▸ **What you will do**:
Lines from the one containing "out the eyelid" through the last one in the data below: write them out word for word, and only them.

▸ **Given entries**:
# # # #

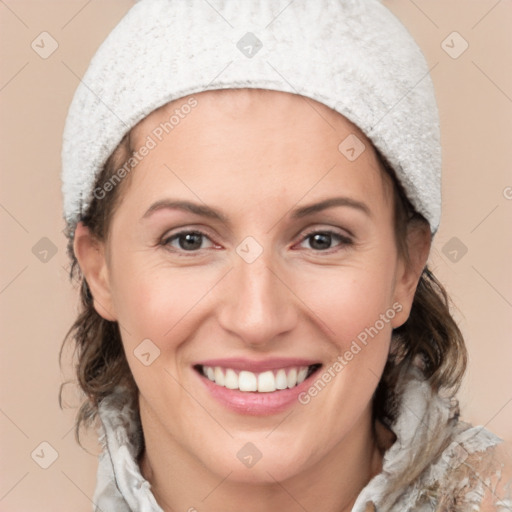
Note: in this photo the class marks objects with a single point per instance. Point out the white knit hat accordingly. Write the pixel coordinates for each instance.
(351, 55)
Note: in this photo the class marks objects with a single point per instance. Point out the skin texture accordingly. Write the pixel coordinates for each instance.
(255, 156)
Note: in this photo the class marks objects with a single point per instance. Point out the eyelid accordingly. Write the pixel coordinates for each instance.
(346, 240)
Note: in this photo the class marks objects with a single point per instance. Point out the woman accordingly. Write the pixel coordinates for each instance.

# # # #

▸ **Response to the exercise**:
Note: in this photo the class marks objects with a single point per instance. Point out the eyelid accordingly. Write the pixel coordinates for each instance.
(346, 240)
Note: in this photo the class marks objects with a single point per instance. Point out the woman accordingly. Write the pixel coordinates for each instance.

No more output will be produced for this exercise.